● **Stated problem**: Render the data below as a Markdown table with the columns Row and Line, putting a running row number in Row and one line of the data in Line, and omit blank lines.

● **Input for this task**:
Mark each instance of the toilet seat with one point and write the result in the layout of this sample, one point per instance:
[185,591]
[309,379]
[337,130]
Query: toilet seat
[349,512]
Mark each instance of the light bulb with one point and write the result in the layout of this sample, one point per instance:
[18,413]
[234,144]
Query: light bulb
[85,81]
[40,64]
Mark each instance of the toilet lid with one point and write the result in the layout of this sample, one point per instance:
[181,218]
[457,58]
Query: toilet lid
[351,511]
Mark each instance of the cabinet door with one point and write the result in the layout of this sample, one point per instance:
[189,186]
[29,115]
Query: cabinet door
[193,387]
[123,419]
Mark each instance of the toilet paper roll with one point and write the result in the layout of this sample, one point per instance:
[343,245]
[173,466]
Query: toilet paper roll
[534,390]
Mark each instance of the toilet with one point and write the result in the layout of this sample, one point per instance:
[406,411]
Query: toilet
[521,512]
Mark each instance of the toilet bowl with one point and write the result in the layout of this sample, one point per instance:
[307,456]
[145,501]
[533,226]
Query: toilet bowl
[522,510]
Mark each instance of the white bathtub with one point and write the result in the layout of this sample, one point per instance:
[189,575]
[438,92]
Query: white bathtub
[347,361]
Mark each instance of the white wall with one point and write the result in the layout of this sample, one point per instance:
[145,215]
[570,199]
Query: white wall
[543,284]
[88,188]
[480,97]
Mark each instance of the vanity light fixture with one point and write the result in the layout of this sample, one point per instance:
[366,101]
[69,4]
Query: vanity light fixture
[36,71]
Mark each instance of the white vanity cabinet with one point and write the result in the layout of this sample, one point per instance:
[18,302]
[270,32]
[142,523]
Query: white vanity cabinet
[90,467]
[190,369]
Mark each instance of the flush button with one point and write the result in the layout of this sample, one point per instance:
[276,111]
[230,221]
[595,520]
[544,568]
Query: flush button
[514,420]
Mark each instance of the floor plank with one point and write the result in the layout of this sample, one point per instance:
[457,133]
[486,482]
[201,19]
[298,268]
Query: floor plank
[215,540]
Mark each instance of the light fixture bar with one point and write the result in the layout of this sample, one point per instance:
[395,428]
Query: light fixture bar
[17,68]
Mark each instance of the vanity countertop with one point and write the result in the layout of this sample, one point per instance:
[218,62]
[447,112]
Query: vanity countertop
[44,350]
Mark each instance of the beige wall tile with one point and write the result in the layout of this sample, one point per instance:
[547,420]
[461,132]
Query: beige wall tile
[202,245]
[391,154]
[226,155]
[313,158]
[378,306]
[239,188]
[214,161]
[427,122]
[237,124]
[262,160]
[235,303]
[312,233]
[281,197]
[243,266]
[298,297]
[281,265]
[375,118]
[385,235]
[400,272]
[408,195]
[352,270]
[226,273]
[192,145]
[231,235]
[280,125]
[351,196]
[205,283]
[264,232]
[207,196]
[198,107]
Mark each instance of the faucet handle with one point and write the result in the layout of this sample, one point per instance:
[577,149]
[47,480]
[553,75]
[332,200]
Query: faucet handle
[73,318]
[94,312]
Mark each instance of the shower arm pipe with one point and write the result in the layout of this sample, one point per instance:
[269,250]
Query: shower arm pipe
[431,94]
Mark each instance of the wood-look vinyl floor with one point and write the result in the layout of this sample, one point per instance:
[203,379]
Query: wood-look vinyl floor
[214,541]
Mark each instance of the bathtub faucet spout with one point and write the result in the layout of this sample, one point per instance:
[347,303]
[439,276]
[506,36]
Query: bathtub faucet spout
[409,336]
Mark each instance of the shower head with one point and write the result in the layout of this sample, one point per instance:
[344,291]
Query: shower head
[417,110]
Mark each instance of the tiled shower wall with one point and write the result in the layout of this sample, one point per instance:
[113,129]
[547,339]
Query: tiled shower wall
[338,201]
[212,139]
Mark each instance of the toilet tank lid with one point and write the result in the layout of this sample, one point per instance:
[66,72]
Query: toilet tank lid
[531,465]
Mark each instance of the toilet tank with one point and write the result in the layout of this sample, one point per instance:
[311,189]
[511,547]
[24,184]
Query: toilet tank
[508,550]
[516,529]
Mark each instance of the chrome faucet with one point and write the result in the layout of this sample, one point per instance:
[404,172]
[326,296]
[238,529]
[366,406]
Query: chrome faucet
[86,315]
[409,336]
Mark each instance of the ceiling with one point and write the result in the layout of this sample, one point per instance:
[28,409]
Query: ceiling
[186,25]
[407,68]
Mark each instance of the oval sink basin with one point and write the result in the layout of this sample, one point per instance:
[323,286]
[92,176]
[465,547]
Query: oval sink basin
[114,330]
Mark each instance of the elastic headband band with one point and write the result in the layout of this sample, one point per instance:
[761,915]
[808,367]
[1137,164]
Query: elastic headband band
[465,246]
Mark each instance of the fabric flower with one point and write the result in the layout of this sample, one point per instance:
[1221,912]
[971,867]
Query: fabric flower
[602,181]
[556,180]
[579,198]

● **Reply to the exercise**:
| Row | Line |
|---|---|
| 1 | Mark each instance of the toilet seat with one point and write the result in the layout of this sample, one point per instance: |
| 2 | [185,591] |
| 3 | [309,379] |
| 4 | [337,130] |
| 5 | Query: toilet seat |
| 6 | [349,512] |
| 7 | Mark each instance of the light bulb with one point and write the result in the layout of this sample, one point per instance: |
| 8 | [18,413] |
| 9 | [234,144] |
| 10 | Query: light bulb |
| 11 | [85,81] |
| 12 | [40,64] |
| 13 | Mark each instance of the toilet lid with one point and write the result in the layout of this sample, one point per instance: |
| 14 | [181,218] |
| 15 | [457,58] |
| 16 | Query: toilet lid |
| 17 | [351,511] |
| 18 | Mark each instance of the cabinet door with one point and write the result in the layout of this sample, one point per instance: |
| 19 | [189,186] |
| 20 | [29,115] |
| 21 | Query: cabinet door |
| 22 | [193,387] |
| 23 | [123,419] |
| 24 | Mark each instance of the toilet paper roll with one point and write the result in the layout of this sample, one point per instance: |
| 25 | [343,245] |
| 26 | [173,466] |
| 27 | Query: toilet paper roll |
| 28 | [534,390] |
| 29 | Mark each instance of the toilet with one point and write the result in the layout of this sample, one point per instance: |
| 30 | [406,411] |
| 31 | Query: toilet |
| 32 | [521,512] |
| 33 | Mark each instance of the toilet bowl with one point and write the result in the layout of this sample, one point per instance: |
| 34 | [307,456] |
| 35 | [145,501] |
| 36 | [533,226] |
| 37 | Query: toilet bowl |
| 38 | [522,510] |
| 39 | Mark each instance of the white bathtub with one point and write the result in the layout of this sample, one point per instance: |
| 40 | [189,575] |
| 41 | [438,92] |
| 42 | Query: white bathtub |
| 43 | [347,361] |
| 44 | Mark each instance of the white wall with one point and write the result in the layout of this sample, one point per instance: |
| 45 | [145,215] |
| 46 | [570,199] |
| 47 | Query: white wall |
| 48 | [543,284] |
| 49 | [88,188] |
| 50 | [480,97] |
| 51 | Mark each instance of the vanity light fixture with one point and write the result in the layout of this sample, one point per instance: |
| 52 | [366,101] |
| 53 | [69,4] |
| 54 | Query: vanity light fixture |
| 55 | [36,71] |
| 56 | Mark each instance of the white vanity cabinet with one point and write the result in the layout of this sample, one point per instance: |
| 57 | [18,302] |
| 58 | [270,32] |
| 59 | [142,523] |
| 60 | Query: white vanity cabinet |
| 61 | [90,467] |
| 62 | [190,369] |
| 63 | Mark each instance of the flush button with one point and write the result in the layout of this sample, one point per instance: |
| 64 | [276,111] |
| 65 | [230,221] |
| 66 | [595,520] |
| 67 | [544,568] |
| 68 | Query: flush button |
| 69 | [514,420] |
| 70 | Mark each instance of the floor plank with one point and write the result in the layout of this sample, one point per instance: |
| 71 | [457,133] |
| 72 | [486,482] |
| 73 | [201,19] |
| 74 | [298,268] |
| 75 | Query: floor plank |
| 76 | [215,540] |
| 77 | Mark each instance of the light fixture bar with one point and write the result in the layout of this sample, one point per instance: |
| 78 | [395,428] |
| 79 | Query: light fixture bar |
| 80 | [17,68] |
| 81 | Mark each instance of the vanity countertop with one point and write the result in the layout of this sample, one point per instance: |
| 82 | [218,62] |
| 83 | [447,112] |
| 84 | Query: vanity countertop |
| 85 | [44,350] |
| 86 | Mark each instance of the beige wall tile with one point and write the result in the layout of this sample, one point per instance: |
| 87 | [547,420] |
| 88 | [461,132] |
| 89 | Query: beige wall tile |
| 90 | [202,245] |
| 91 | [391,154] |
| 92 | [226,155] |
| 93 | [313,158] |
| 94 | [378,306] |
| 95 | [239,188] |
| 96 | [214,161] |
| 97 | [427,122] |
| 98 | [237,124] |
| 99 | [262,160] |
| 100 | [235,303] |
| 101 | [312,233] |
| 102 | [281,197] |
| 103 | [243,266] |
| 104 | [298,297] |
| 105 | [281,265] |
| 106 | [375,118] |
| 107 | [385,235] |
| 108 | [400,272] |
| 109 | [408,195] |
| 110 | [352,270] |
| 111 | [226,273] |
| 112 | [192,145] |
| 113 | [231,235] |
| 114 | [280,125] |
| 115 | [351,196] |
| 116 | [205,283] |
| 117 | [264,232] |
| 118 | [207,196] |
| 119 | [198,107] |
| 120 | Mark each instance of the faucet handle with one point and write the result in the layout of this sample, one point per instance: |
| 121 | [577,149] |
| 122 | [47,480] |
| 123 | [553,75] |
| 124 | [332,200] |
| 125 | Query: faucet handle |
| 126 | [73,318] |
| 127 | [94,312] |
| 128 | Mark each instance of the shower arm pipe with one point and write the result in the layout of this sample, one point per instance: |
| 129 | [269,250] |
| 130 | Query: shower arm pipe |
| 131 | [431,94] |
| 132 | Mark each instance of the wood-look vinyl floor with one point and write the result in the layout of this sample, one point per instance: |
| 133 | [203,379] |
| 134 | Query: wood-look vinyl floor |
| 135 | [214,541] |
| 136 | Mark each instance of the bathtub faucet spout with one point and write the result in the layout of this sample, one point per instance: |
| 137 | [347,303] |
| 138 | [439,276] |
| 139 | [506,36] |
| 140 | Query: bathtub faucet spout |
| 141 | [409,336] |
| 142 | Mark each instance of the shower head with one point and write the result in the layout of this sample, one point per instance: |
| 143 | [344,291] |
| 144 | Query: shower head |
| 145 | [417,110] |
| 146 | Mark each instance of the tiled shower wall with one point and write the result in the layout of this sample, one point per instance: |
| 147 | [113,129] |
| 148 | [547,339] |
| 149 | Query: tiled shower wall |
| 150 | [338,201] |
| 151 | [212,139] |
| 152 | Mark each instance of the toilet tank lid with one point and write the result in the layout of this sample, one point per instance: |
| 153 | [66,72] |
| 154 | Query: toilet tank lid |
| 155 | [531,465] |
| 156 | Mark each instance of the toilet tank with one point and write the result in the layout of this sample, one point per instance: |
| 157 | [311,189] |
| 158 | [511,547] |
| 159 | [24,184] |
| 160 | Query: toilet tank |
| 161 | [508,550] |
| 162 | [516,529] |
| 163 | Mark each instance of the chrome faucet with one point and write the result in the layout of this sample, one point per instance: |
| 164 | [404,172] |
| 165 | [326,296] |
| 166 | [238,529] |
| 167 | [366,406] |
| 168 | Query: chrome faucet |
| 169 | [86,315] |
| 170 | [409,336] |
| 171 | Mark each instance of the ceiling with one point and write the result in the layout of this sample, one point per instance: |
| 172 | [28,409] |
| 173 | Query: ceiling |
| 174 | [186,25] |
| 175 | [407,68] |
| 176 | Mark each instance of the oval sink basin with one point and write the result in the layout of this sample, one point per instance: |
| 177 | [323,286] |
| 178 | [92,176] |
| 179 | [465,547] |
| 180 | Query: oval sink basin |
| 181 | [114,330] |
| 182 | Mark each instance of the elastic headband band with one point and write the result in the layout of this sample, one point per instance: |
| 183 | [761,915] |
| 184 | [808,367] |
| 185 | [1137,164] |
| 186 | Query: elastic headband band |
| 187 | [465,246] |
| 188 | Mark each instance of the fabric flower with one point and write the result in the layout of this sample, one point per instance: |
| 189 | [1221,912] |
| 190 | [971,867] |
| 191 | Query: fabric flower |
| 192 | [602,181] |
| 193 | [556,180] |
| 194 | [579,198] |